> _WORK TO COMPLETE_
1. In the eye muscle surgery text, translate this sentence into Spanish: "In addition, sometimes eye muscle surgery can help people with other eye disorders (nystagmus and Duane syndrome, for example)."
2. According to the eye muscle surgery text, past what age should the surgery not be postponed if binocular vision is to develop successfully?
3. Continue the eye muscle surgery text from where it stops.

#### TEXT BLOCK ####

Eye muscle surgery is surgery to weaken, strengthen, or reposition any of the muscles that move the eyeball (the extraocular muscles).
The purpose of eye muscle surgery is generally to align the pair of eyes so that they gaze in the same direction and move together as a team, either to improve appearance or to aid in the development of binocular vision in a young child. To achieve binocular vision, the goal is to align the eyes so that the location of the image on the retina of one eye corresponds to the location of the image on the retina of the other eye.
In addition, sometimes eye muscle surgery can help people with other eye disorders (nystagmus and Duane syndrome, for example).
Depth perception (stereopsis) develops around the age of three months old. For successful development of binocular vision and the ability to perceive three-dimensionally, the surgery should not be postponed past the age of four. The earlier the surgery the better the outcome, so an early diagnosis is important. Surgery may even be performed before two years old. After surgery, if binocular vision is to develop, corrective lenses and eye exercises (vision therapy) will probably be necessary.
The extraocular muscles attach via tendons to the sclera (the white, opaque, outer protective covering of the eyeball) at different places just behind an imaginary equator circling the top, bottom, left, and right of the eye. The other end of each of these muscles attaches to a part of the orbit (the eye socket in the skull). These muscles enable the eyes to move up, down, to one side or the other, or any angle in between.

#### DATA FOR REVIEW ####

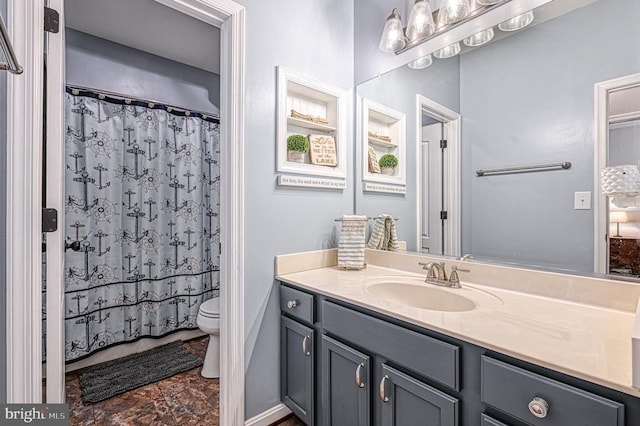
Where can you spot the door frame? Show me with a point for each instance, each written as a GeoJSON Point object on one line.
{"type": "Point", "coordinates": [452, 123]}
{"type": "Point", "coordinates": [24, 222]}
{"type": "Point", "coordinates": [601, 145]}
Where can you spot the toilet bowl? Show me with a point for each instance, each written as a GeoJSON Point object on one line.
{"type": "Point", "coordinates": [209, 322]}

####

> _EXPECTED RESULTS_
1. Además, a veces la cirugía de los músculos oculares puede ayudar a personas con otros trastornos oculares (el nistagmo y el síndrome de Duane, por ejemplo).

2. The surgery should not be postponed past the age of four.

3.
Normally both eyes move together, receive the same image on corresponding locations on both retinas, and the brain fuses these images into one three-dimensional image. The exception is in strabismus which is a disorder where one or both eyes deviate out of alignment, most often outwardly (exotropia) or toward the nose (esotropia). The brain now receives two different images, and either suppresses one or the person sees double (diplopia). This deviation can be adjusted by weakening or strengthening the appropriate muscles to move the eyes toward the center. For example, if an eye turns upward, the muscle at the bottom of the eye could be strengthened.
Rarely, eye muscle surgery is performed on people with nystagmus or Duane syndrome. Nystagmus is a condition where one or both eyes move rapidly or oscillate; it can sometimes be helped by moving the eyes to the position of least oscillation. Duane syndrome is a disorder where there is limited horizontal eye movement; it can sometimes be relieved by surgery to weaken an eye muscle.